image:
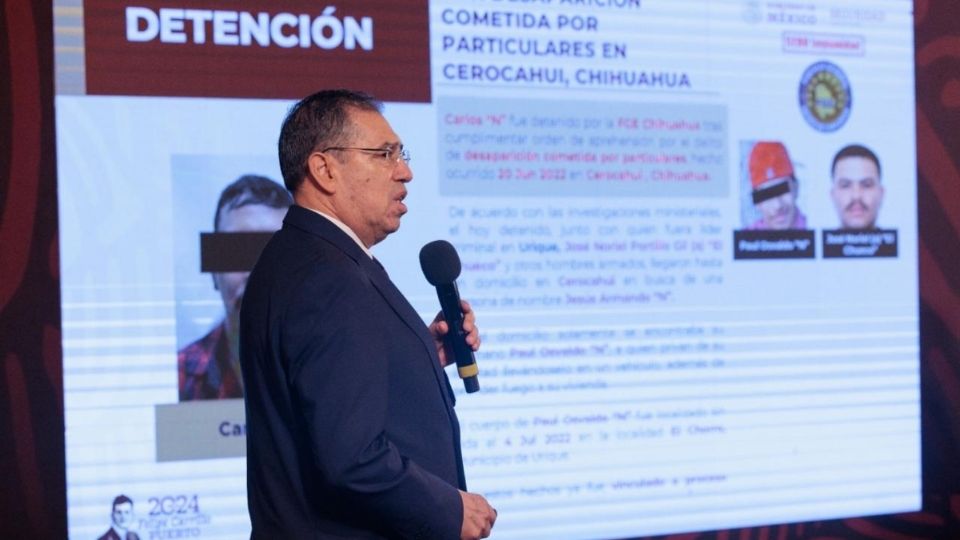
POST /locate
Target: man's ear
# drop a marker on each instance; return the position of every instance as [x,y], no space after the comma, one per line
[322,171]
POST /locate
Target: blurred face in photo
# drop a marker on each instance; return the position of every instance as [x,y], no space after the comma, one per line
[246,218]
[779,212]
[857,192]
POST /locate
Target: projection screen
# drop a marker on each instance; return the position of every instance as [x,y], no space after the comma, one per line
[688,229]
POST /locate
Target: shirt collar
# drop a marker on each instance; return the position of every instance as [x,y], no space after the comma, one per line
[343,227]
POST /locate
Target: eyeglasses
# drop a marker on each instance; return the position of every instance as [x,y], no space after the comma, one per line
[391,154]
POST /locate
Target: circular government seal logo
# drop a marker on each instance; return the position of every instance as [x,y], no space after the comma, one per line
[825,98]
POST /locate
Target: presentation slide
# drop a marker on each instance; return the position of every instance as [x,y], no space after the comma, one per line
[688,229]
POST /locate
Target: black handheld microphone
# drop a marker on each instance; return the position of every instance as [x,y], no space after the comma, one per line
[441,266]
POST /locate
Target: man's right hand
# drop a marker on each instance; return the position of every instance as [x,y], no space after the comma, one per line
[478,517]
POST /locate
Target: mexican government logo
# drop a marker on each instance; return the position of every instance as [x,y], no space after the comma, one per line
[825,98]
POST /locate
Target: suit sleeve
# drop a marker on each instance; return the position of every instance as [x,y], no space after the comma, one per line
[339,375]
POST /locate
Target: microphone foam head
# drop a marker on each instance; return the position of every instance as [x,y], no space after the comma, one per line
[440,262]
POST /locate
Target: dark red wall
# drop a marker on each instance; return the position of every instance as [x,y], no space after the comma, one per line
[32,473]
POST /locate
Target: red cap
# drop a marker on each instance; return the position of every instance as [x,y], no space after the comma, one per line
[768,161]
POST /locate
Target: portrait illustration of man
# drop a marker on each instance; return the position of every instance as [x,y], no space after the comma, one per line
[855,188]
[774,188]
[121,518]
[209,368]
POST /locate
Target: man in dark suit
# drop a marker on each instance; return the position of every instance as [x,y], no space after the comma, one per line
[351,431]
[121,517]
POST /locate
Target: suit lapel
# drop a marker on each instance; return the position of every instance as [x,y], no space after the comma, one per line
[318,225]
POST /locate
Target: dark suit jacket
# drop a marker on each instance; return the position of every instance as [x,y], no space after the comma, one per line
[351,431]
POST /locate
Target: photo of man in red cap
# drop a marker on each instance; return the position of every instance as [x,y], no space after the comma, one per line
[774,188]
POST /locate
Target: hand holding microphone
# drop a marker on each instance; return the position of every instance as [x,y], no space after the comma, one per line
[441,266]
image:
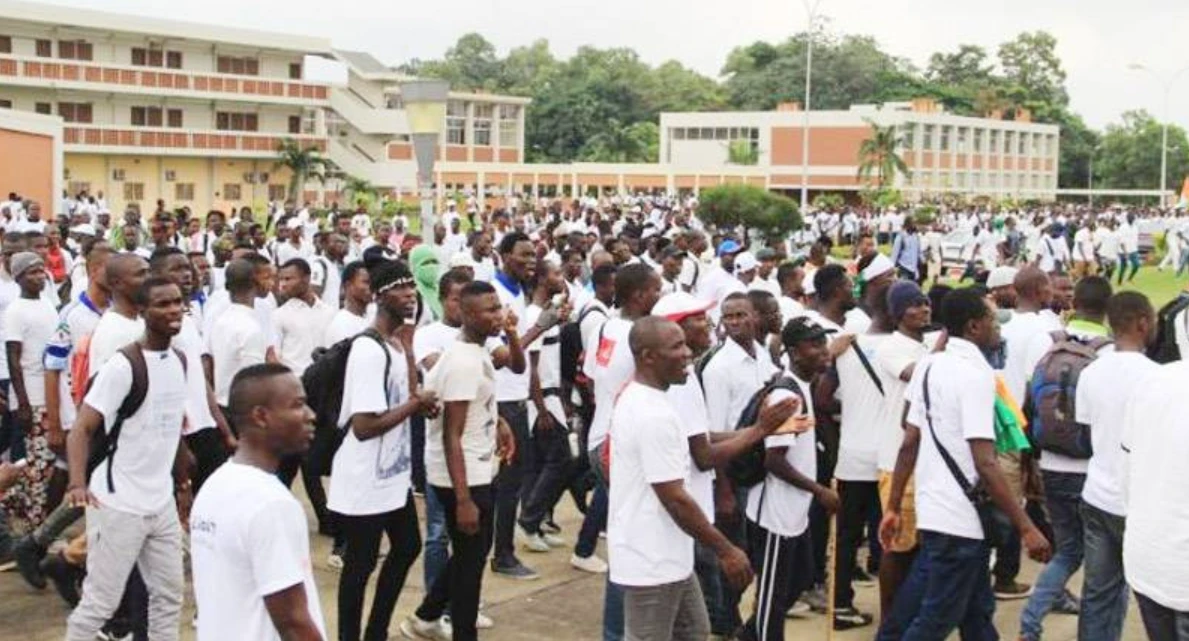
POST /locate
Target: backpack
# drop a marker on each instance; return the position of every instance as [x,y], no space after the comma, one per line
[324,381]
[105,442]
[748,469]
[1165,349]
[573,353]
[1052,393]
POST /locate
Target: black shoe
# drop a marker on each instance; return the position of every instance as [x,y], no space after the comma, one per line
[67,578]
[29,555]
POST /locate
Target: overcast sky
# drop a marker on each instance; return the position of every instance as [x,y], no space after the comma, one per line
[1096,38]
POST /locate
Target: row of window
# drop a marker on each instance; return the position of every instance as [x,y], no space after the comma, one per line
[973,139]
[716,133]
[142,56]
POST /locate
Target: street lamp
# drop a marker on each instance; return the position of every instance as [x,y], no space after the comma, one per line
[425,102]
[812,13]
[1164,117]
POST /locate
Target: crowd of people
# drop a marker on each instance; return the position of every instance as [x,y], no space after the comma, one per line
[734,412]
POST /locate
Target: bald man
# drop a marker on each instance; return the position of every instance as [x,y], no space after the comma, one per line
[653,520]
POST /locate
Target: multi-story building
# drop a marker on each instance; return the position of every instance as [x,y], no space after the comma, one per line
[194,114]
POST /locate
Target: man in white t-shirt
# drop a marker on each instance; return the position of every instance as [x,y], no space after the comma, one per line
[1155,548]
[132,519]
[653,521]
[951,410]
[249,540]
[1103,390]
[463,448]
[371,492]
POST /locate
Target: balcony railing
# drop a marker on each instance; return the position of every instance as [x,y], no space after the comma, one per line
[188,139]
[156,79]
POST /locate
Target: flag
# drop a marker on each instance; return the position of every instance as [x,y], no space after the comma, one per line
[1010,421]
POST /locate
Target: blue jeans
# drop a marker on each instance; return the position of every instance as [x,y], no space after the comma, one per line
[1105,589]
[436,548]
[956,590]
[1063,501]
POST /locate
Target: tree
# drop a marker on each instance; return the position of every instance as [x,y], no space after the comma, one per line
[750,207]
[879,155]
[303,163]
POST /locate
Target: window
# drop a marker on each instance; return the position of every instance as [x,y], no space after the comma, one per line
[183,190]
[133,192]
[75,112]
[75,50]
[239,66]
[236,121]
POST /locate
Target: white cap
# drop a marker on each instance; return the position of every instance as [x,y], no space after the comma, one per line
[746,262]
[1001,276]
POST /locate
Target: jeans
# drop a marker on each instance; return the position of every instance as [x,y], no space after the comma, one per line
[857,498]
[956,591]
[673,611]
[436,547]
[509,482]
[115,542]
[1163,623]
[363,535]
[1103,589]
[460,580]
[1063,500]
[545,481]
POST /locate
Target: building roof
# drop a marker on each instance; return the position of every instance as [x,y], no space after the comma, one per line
[83,18]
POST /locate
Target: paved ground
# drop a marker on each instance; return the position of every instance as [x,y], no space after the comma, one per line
[564,604]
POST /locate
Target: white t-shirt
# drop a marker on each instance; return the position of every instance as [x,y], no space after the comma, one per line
[610,366]
[249,540]
[30,322]
[897,353]
[962,394]
[144,459]
[1102,393]
[1156,545]
[862,409]
[786,508]
[300,328]
[464,372]
[345,325]
[691,408]
[372,476]
[649,445]
[236,341]
[509,384]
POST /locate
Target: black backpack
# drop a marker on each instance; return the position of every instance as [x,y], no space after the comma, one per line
[324,382]
[104,442]
[748,469]
[1165,349]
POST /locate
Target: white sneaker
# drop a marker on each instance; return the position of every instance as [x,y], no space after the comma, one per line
[591,564]
[533,542]
[416,628]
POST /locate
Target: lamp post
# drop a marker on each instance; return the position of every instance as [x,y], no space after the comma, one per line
[812,13]
[425,102]
[1168,82]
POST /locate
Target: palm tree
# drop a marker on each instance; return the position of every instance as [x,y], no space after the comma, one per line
[303,163]
[878,155]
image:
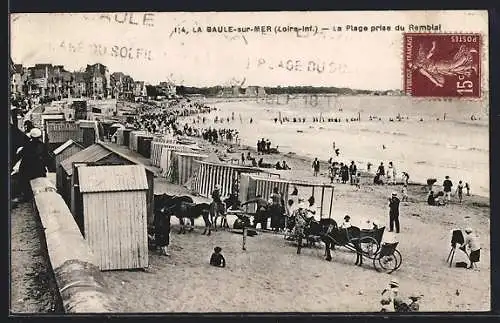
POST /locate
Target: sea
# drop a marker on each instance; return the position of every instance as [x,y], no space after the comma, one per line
[435,138]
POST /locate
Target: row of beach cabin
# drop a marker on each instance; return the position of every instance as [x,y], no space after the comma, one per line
[110,190]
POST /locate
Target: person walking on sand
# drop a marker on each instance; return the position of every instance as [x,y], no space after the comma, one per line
[447,184]
[275,209]
[352,172]
[392,299]
[393,173]
[394,212]
[404,192]
[34,162]
[471,242]
[460,191]
[217,259]
[315,166]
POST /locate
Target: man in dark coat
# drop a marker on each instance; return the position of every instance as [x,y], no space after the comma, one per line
[394,212]
[34,161]
[352,172]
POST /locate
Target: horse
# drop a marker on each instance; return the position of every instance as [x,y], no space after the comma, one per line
[309,228]
[329,233]
[162,202]
[192,211]
[343,236]
[170,204]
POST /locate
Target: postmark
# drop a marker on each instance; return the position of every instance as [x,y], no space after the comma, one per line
[442,65]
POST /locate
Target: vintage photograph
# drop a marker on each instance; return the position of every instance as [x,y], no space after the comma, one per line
[210,162]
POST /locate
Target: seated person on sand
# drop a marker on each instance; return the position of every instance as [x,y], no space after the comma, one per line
[261,164]
[217,258]
[347,222]
[377,180]
[434,199]
[285,166]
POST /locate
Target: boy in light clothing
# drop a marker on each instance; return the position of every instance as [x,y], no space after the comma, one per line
[404,192]
[472,243]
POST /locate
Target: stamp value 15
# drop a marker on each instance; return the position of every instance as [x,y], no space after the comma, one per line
[442,65]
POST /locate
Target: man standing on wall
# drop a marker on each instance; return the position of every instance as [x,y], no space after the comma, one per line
[394,212]
[315,167]
[352,172]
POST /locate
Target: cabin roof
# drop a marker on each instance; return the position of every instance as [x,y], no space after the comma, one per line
[294,182]
[92,153]
[65,145]
[114,178]
[189,154]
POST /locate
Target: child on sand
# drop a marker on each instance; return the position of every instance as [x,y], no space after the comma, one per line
[357,180]
[471,242]
[460,191]
[217,258]
[404,192]
[392,299]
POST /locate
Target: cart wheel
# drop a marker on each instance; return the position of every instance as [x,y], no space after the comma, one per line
[369,246]
[399,259]
[386,264]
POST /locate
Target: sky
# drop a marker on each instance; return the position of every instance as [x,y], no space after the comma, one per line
[147,46]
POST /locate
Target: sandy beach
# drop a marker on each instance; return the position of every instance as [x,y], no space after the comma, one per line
[270,277]
[457,146]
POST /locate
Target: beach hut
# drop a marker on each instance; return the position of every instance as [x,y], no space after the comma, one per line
[150,174]
[126,136]
[182,166]
[89,132]
[58,132]
[133,140]
[45,118]
[252,185]
[97,154]
[157,150]
[115,214]
[167,155]
[64,151]
[144,145]
[92,154]
[208,174]
[119,136]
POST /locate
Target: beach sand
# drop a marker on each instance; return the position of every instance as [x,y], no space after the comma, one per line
[270,277]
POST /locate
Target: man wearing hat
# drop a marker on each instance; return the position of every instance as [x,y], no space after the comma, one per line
[394,212]
[473,244]
[346,224]
[391,302]
[34,161]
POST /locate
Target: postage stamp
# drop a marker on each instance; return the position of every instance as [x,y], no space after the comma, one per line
[442,65]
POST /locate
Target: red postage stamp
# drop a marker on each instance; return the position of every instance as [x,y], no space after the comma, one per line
[442,65]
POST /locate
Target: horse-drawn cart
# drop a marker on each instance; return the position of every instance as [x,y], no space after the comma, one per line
[366,243]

**What the task asks:** Show every line of the listing above that contains the string "horse". Case counts.

**Problem solution:**
Target: horse
Target: horse-drawn cart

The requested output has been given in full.